◆ Goal of the exercise
Each of the following records is to be output exactly.

◆ Records for processing
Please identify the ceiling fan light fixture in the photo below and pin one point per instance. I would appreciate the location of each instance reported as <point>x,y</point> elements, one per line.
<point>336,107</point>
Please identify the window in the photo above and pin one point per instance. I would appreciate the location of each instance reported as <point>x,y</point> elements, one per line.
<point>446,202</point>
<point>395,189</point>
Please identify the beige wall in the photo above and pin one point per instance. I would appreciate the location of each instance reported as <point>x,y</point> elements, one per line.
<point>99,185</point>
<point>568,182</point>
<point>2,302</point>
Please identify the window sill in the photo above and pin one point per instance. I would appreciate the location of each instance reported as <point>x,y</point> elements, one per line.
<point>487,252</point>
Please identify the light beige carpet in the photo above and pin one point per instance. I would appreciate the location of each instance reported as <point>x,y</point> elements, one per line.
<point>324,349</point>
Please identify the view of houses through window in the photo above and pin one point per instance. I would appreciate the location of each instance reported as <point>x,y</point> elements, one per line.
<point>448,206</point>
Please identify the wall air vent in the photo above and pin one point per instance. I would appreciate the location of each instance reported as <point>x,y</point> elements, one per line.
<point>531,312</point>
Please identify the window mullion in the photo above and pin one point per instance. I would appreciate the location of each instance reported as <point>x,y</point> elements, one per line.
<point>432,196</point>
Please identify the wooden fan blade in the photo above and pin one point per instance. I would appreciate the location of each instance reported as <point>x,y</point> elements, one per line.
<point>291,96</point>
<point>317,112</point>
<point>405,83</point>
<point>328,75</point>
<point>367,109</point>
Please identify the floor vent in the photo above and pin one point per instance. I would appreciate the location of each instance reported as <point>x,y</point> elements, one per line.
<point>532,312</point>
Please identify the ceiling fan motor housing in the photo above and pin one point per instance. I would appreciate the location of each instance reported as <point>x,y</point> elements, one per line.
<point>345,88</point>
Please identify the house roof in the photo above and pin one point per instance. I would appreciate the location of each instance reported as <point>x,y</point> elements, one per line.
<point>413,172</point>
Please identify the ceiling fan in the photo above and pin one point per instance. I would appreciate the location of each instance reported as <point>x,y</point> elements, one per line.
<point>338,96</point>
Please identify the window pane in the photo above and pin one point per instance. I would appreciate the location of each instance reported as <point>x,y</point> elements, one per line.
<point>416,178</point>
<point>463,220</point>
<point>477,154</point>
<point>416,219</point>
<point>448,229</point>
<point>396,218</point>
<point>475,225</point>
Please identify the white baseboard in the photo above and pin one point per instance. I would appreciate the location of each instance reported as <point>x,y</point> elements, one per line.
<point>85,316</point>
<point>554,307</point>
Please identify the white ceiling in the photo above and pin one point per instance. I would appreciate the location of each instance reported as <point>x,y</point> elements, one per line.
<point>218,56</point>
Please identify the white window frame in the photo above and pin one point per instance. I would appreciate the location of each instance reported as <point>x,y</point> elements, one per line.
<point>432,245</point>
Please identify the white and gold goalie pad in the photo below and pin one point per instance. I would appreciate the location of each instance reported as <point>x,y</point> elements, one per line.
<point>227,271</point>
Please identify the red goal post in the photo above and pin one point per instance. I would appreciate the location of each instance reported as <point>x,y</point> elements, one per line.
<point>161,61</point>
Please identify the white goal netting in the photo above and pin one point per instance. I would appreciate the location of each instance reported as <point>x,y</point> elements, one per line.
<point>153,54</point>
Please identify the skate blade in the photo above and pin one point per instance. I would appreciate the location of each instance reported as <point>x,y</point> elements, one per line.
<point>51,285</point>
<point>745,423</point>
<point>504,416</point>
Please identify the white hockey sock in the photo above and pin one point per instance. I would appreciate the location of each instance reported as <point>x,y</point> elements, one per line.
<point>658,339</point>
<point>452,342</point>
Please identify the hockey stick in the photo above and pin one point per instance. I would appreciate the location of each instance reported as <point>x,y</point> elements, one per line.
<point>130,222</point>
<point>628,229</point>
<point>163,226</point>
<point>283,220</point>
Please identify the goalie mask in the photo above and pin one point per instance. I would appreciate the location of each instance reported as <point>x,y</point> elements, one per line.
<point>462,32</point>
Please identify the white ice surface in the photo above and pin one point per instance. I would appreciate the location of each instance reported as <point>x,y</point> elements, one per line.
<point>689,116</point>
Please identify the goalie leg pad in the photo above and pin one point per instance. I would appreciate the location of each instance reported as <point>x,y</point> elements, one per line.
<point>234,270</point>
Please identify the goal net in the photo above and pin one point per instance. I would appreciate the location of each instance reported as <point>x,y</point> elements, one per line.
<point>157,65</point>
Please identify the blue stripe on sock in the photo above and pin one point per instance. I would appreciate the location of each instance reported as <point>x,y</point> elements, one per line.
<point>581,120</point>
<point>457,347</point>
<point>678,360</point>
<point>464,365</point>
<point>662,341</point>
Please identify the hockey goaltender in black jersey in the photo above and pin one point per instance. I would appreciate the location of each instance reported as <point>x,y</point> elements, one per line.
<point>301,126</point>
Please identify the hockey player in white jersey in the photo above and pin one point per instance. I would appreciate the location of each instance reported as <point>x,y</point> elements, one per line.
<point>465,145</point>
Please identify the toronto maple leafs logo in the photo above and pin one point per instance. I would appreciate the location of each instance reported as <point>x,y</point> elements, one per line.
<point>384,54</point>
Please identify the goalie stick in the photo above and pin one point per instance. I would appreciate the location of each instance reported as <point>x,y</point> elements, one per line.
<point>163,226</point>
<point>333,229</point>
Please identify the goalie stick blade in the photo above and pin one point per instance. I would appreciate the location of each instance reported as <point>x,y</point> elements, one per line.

◆ Task result
Please identify the ceiling fan light fixture in the photo below and pin one point per instance. I would appreciate the location of each instance reported as <point>x,y</point> elements, one per line.
<point>336,107</point>
Please identify the window in the photo above and pin one point per instance. I would appreciate the location of each instance reported as <point>x,y</point> elements, one per line.
<point>446,202</point>
<point>395,189</point>
Please identify the beige wall in the photo above and pin one point per instance. I would appreciate the location of each instance reported as <point>x,y</point> elements, one per line.
<point>99,185</point>
<point>568,182</point>
<point>2,302</point>
Please identify the window sill in the photo above and pin one point per instance. I would appreciate the location of each instance reported as <point>x,y</point> elements, one per line.
<point>487,252</point>
Please identify the light beige carpet in the photo above and pin one point per instance. I would appreciate the location of each instance reported as <point>x,y</point> elements, one per line.
<point>324,349</point>
Please identify the view of houses through window in the photo above and pin one point per instance. I would appreciate the location of each instance reported as <point>x,y</point> elements, one per line.
<point>448,206</point>
Please identify the wall air vent in the photo above and pin one point per instance. I would appreciate the location of each instance reported as <point>x,y</point> elements, one per line.
<point>531,312</point>
Please identify the window mullion in the photo above and pin one point per instance. I would appreciate the location of each instance reported as <point>x,y</point> elements, one per line.
<point>432,196</point>
Please identify the wooden fan blade in the photo above and pin one point per instance. I would appreciate the location of each instance reported as <point>x,y</point> elements, one per line.
<point>291,96</point>
<point>317,112</point>
<point>405,83</point>
<point>328,75</point>
<point>367,109</point>
Please identify the floor vent in the photo above and pin one point per instance. I would appreciate the location of each instance reported as <point>x,y</point> elements, one per line.
<point>532,312</point>
Please identify the ceiling fan motor housing in the photo above and pin one point per instance. I would appreciate the location of each instance reported as <point>x,y</point> elements, one per line.
<point>345,88</point>
Please identify the house roof in the photo above and pin one point per instance. I would appreciate the location of each instance reported as <point>x,y</point> elements, one per line.
<point>413,172</point>
Please identify the ceiling fan in the photo above and pin one point per instance. I would appreciate the location of each instance reported as <point>x,y</point> elements, one per line.
<point>338,96</point>
Please identify the window pane in the photo above and pin one point per instance. I would appreciate the location of each instance reported as <point>x,y</point> elements, one per line.
<point>416,178</point>
<point>463,220</point>
<point>477,154</point>
<point>416,219</point>
<point>448,229</point>
<point>396,218</point>
<point>475,225</point>
Please identify the white baseboard in the photo above and pin one point per instance. I would appreciate the location of each instance reported as <point>x,y</point> elements, one per line.
<point>85,316</point>
<point>554,307</point>
Please identify the white ceiling in the photo above and pin one point per instance. I would appreciate the location of each instance reported as <point>x,y</point> elements, one per line.
<point>218,56</point>
Please identify the white window frame in the photo above and pin one point per instance. I would appreciate the location of each instance reported as <point>x,y</point> elements, one per line.
<point>432,245</point>
Please identify the white and gold goalie pad in the photo below and pin one point per instance. I would appreciate the location of each instance reported as <point>x,y</point> elements, one per line.
<point>227,271</point>
Please identify the red goal post in the photo above and pin one point per instance. I would appreciate the location of each instance reported as <point>x,y</point> elements, one per line.
<point>161,61</point>
Please identify the white goal netting in the photo above and pin one point per instance. I would appreciate the location of each instance reported as <point>x,y</point> elements, one per line.
<point>153,54</point>
Please identify the skate blade in the photo above and pin one point per instance. I would appreciate the location of each instance reported as <point>x,y</point> elements, one per line.
<point>51,285</point>
<point>745,423</point>
<point>504,416</point>
Please identify the white hockey sock in the photo above and pin one point per instance. I would appreciate the location of each instance reported as <point>x,y</point> elements, one per line.
<point>658,339</point>
<point>452,342</point>
Please identify the hockey stick in the photo above and pin one point per instance. I would appreciate the location of each instance reported as <point>x,y</point> elements, one per line.
<point>130,222</point>
<point>628,229</point>
<point>163,226</point>
<point>283,220</point>
Please identify the goalie mask in the photo above and pin one point per instance. I would appreciate the location of each instance reported as <point>x,y</point> elements, one per line.
<point>462,32</point>
Please identify the white ice surface in the photo above and pin one point per instance. I would appreciate the location of each instance reported as <point>x,y</point> elements, one per line.
<point>689,116</point>
Please identify the goalie leg pad in the photo above and pin one point per instance. I would appreciate the location of each instance reported as <point>x,y</point> elements, one per line.
<point>234,270</point>
Please identify the goal net in the photo above and pin one point per instance. I would appreciate the location of each instance reported as <point>x,y</point> elements, one per line.
<point>157,65</point>
Please identify the blue stripe on sock in the photo above and pin one point per instance. I would appreciate the location of each instance reported as <point>x,y</point> elements, one per line.
<point>581,120</point>
<point>457,347</point>
<point>678,360</point>
<point>464,365</point>
<point>662,341</point>
Please identify the hockey goaltender in black jersey in the photo above and pin one point per instance. I would appreciate the location of each instance reported as <point>x,y</point> elements, one per line.
<point>301,126</point>
Please identify the hockey player in white jersey in the photo above and pin one point per instance. I would appreciate the location of each instance reported as <point>x,y</point> elements, one per line.
<point>465,145</point>
Please identify the toronto maple leafs logo in the photo above and pin one point per instance. I would appreciate the location of each instance reported as <point>x,y</point> elements, one per line.
<point>384,54</point>
Please identify the goalie stick in the photo above and pin one point per instance. I would appreciate the location of each instance reported as <point>x,y</point> elements, one per line.
<point>163,226</point>
<point>333,229</point>
Please identify the goalie stick blade in the photo above and pin one point per instance. I would appreciate the location of each instance reported as <point>x,y</point> elements, one per line.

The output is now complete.